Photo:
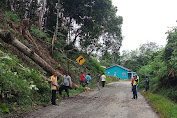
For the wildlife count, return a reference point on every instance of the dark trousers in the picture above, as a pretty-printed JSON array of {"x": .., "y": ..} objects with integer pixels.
[
  {"x": 82, "y": 83},
  {"x": 53, "y": 100},
  {"x": 147, "y": 87},
  {"x": 66, "y": 88},
  {"x": 134, "y": 92},
  {"x": 132, "y": 87},
  {"x": 103, "y": 83}
]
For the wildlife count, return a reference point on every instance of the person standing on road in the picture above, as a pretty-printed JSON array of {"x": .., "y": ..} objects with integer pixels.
[
  {"x": 54, "y": 86},
  {"x": 132, "y": 83},
  {"x": 88, "y": 78},
  {"x": 98, "y": 80},
  {"x": 135, "y": 84},
  {"x": 66, "y": 84},
  {"x": 147, "y": 83},
  {"x": 82, "y": 79},
  {"x": 103, "y": 79}
]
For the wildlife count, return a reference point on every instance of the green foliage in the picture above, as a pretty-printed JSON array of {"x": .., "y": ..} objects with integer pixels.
[
  {"x": 4, "y": 108},
  {"x": 106, "y": 59},
  {"x": 111, "y": 79},
  {"x": 19, "y": 86},
  {"x": 163, "y": 106},
  {"x": 39, "y": 34},
  {"x": 11, "y": 16}
]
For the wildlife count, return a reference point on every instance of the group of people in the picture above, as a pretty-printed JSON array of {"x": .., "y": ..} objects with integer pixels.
[
  {"x": 85, "y": 80},
  {"x": 135, "y": 82},
  {"x": 65, "y": 85}
]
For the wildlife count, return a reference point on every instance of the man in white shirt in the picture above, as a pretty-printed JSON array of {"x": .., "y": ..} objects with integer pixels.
[
  {"x": 103, "y": 79},
  {"x": 54, "y": 86}
]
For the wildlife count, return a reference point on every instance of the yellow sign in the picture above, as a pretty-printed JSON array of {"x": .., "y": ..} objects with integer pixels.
[{"x": 80, "y": 60}]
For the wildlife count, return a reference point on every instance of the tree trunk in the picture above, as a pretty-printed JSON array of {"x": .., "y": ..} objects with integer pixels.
[{"x": 7, "y": 37}]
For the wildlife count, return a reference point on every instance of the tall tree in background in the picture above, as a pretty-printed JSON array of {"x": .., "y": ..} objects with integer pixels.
[{"x": 135, "y": 59}]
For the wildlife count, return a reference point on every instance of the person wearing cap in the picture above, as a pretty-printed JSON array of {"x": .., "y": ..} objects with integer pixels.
[
  {"x": 135, "y": 84},
  {"x": 147, "y": 83},
  {"x": 132, "y": 82},
  {"x": 54, "y": 86},
  {"x": 103, "y": 79},
  {"x": 82, "y": 79},
  {"x": 65, "y": 85},
  {"x": 98, "y": 80},
  {"x": 88, "y": 78}
]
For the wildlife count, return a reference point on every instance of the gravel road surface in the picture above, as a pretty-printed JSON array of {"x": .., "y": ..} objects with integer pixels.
[{"x": 112, "y": 101}]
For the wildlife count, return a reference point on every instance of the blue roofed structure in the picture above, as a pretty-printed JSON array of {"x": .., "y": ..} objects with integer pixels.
[{"x": 120, "y": 72}]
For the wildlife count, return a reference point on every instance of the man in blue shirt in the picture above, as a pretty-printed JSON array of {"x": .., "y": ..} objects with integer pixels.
[{"x": 88, "y": 78}]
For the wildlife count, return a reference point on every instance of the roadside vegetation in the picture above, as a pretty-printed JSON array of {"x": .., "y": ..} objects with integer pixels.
[
  {"x": 162, "y": 105},
  {"x": 160, "y": 64},
  {"x": 22, "y": 87}
]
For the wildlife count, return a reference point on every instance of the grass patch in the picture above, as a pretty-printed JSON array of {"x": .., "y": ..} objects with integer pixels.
[{"x": 165, "y": 107}]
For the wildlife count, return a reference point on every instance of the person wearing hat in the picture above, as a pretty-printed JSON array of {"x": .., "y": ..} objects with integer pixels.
[
  {"x": 54, "y": 86},
  {"x": 88, "y": 78},
  {"x": 135, "y": 88},
  {"x": 65, "y": 85},
  {"x": 82, "y": 79},
  {"x": 147, "y": 83}
]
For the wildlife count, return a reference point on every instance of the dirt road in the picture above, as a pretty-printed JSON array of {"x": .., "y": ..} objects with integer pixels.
[{"x": 113, "y": 101}]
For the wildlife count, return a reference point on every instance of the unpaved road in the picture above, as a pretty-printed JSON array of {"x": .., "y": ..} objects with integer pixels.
[{"x": 113, "y": 101}]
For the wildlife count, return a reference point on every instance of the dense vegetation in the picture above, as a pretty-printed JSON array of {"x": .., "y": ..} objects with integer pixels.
[
  {"x": 158, "y": 63},
  {"x": 81, "y": 27}
]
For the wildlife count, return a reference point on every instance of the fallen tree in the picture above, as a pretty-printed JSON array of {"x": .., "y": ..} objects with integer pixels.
[{"x": 7, "y": 38}]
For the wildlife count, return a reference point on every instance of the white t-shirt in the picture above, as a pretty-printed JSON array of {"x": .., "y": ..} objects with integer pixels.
[{"x": 103, "y": 78}]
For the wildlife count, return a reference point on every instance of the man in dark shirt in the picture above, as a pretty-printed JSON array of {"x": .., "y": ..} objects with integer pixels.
[
  {"x": 98, "y": 80},
  {"x": 147, "y": 83}
]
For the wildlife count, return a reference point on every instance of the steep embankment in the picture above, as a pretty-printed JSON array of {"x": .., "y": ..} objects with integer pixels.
[{"x": 21, "y": 85}]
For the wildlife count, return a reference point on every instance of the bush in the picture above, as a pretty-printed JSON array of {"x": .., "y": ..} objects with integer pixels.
[
  {"x": 19, "y": 86},
  {"x": 11, "y": 16}
]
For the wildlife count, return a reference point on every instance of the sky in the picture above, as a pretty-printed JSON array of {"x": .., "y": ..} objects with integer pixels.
[{"x": 145, "y": 20}]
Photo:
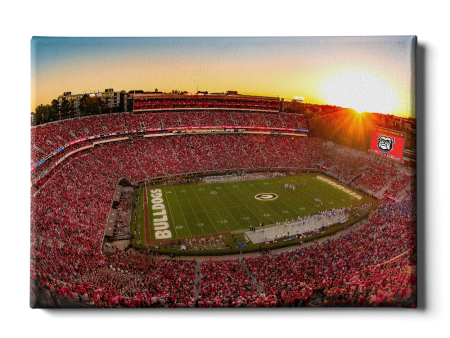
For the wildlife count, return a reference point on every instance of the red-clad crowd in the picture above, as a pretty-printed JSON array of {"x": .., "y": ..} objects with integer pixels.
[{"x": 46, "y": 138}]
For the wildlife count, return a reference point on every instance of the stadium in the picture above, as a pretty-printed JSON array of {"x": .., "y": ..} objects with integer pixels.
[{"x": 216, "y": 200}]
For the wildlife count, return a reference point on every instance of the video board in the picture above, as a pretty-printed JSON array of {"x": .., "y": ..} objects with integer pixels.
[{"x": 388, "y": 143}]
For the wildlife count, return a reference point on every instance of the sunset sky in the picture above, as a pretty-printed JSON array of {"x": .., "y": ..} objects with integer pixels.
[{"x": 366, "y": 73}]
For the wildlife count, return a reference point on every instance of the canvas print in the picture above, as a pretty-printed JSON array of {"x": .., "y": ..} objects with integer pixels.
[{"x": 223, "y": 172}]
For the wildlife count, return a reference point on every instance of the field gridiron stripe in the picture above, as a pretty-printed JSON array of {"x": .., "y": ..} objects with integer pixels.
[
  {"x": 215, "y": 230},
  {"x": 252, "y": 202},
  {"x": 171, "y": 216},
  {"x": 146, "y": 220},
  {"x": 181, "y": 208},
  {"x": 225, "y": 208},
  {"x": 243, "y": 203}
]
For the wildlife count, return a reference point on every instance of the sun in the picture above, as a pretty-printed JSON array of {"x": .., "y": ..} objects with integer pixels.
[{"x": 360, "y": 91}]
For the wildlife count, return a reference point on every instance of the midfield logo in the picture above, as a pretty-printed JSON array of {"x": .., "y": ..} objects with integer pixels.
[{"x": 266, "y": 196}]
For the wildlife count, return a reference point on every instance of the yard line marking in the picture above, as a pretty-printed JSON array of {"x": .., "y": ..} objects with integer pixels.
[
  {"x": 262, "y": 209},
  {"x": 227, "y": 209},
  {"x": 171, "y": 216},
  {"x": 187, "y": 225},
  {"x": 244, "y": 205},
  {"x": 146, "y": 218},
  {"x": 190, "y": 205},
  {"x": 205, "y": 211}
]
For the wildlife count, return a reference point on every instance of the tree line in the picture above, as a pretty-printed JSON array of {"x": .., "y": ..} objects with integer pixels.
[{"x": 56, "y": 111}]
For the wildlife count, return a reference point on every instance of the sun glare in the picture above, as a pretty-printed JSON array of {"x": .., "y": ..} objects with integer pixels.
[{"x": 361, "y": 92}]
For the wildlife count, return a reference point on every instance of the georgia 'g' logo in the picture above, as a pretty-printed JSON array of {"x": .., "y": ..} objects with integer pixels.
[
  {"x": 385, "y": 143},
  {"x": 266, "y": 196}
]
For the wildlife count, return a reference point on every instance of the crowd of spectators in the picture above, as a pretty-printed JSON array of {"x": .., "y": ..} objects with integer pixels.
[
  {"x": 44, "y": 139},
  {"x": 334, "y": 269},
  {"x": 225, "y": 283},
  {"x": 370, "y": 266},
  {"x": 69, "y": 210}
]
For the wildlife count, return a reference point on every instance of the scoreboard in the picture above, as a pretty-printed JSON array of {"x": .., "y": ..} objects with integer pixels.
[{"x": 388, "y": 144}]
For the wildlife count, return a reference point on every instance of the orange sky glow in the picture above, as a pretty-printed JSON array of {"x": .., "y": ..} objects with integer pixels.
[{"x": 365, "y": 73}]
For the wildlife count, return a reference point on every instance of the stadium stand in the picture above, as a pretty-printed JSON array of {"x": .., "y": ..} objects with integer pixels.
[{"x": 369, "y": 265}]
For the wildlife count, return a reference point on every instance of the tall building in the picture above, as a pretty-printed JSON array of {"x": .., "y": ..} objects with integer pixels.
[{"x": 110, "y": 98}]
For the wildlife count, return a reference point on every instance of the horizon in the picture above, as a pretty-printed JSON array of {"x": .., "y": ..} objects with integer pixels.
[{"x": 366, "y": 73}]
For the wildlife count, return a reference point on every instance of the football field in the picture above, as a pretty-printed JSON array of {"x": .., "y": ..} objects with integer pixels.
[{"x": 186, "y": 211}]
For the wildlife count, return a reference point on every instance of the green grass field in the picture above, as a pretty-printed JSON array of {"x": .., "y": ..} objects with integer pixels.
[{"x": 206, "y": 209}]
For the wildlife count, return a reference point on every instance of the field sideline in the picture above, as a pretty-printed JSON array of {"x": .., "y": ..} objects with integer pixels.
[{"x": 213, "y": 208}]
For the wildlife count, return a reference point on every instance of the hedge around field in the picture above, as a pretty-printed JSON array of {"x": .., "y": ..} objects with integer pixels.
[{"x": 255, "y": 247}]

-.-.-

REQUIRED WORK: Return, word for word, every line from the line with "the tall building" to the final line of the data.

OUTPUT:
For the wildlife count, return a reference point on every instance of the tall building in the picture above, as a pretty-printed JSON array of {"x": .., "y": ..} objects with integer pixels.
[{"x": 110, "y": 98}]
For the wildlife count, return a reference point on every instance of the horizon in the picture above, as a pretty-printed JSON array of {"x": .., "y": ..} objects with integer pixels.
[{"x": 366, "y": 73}]
For the wildlife count, return a reference point on every instance of the football field in the picture above, as a pretty-printed JSON array of {"x": .., "y": ..} objects with integer pixels.
[{"x": 186, "y": 211}]
For the wildlife count, return a reference point on every instance of the green grass field in the picture above, as a pretty-printed JSON array of {"x": .., "y": ..} objects with integer pixels.
[{"x": 206, "y": 209}]
For the wildlife count, return a reference point on every instance of the field sideline in the picture above, as a pretty-printed JSON array of {"x": .., "y": ..} objects with integer pixels.
[{"x": 213, "y": 208}]
For the wildlife count, return a reference point on every instance of the hedge around field in the picture above, as a pretty-printed JSON array of {"x": .., "y": ..} objects with integer pixels.
[{"x": 255, "y": 247}]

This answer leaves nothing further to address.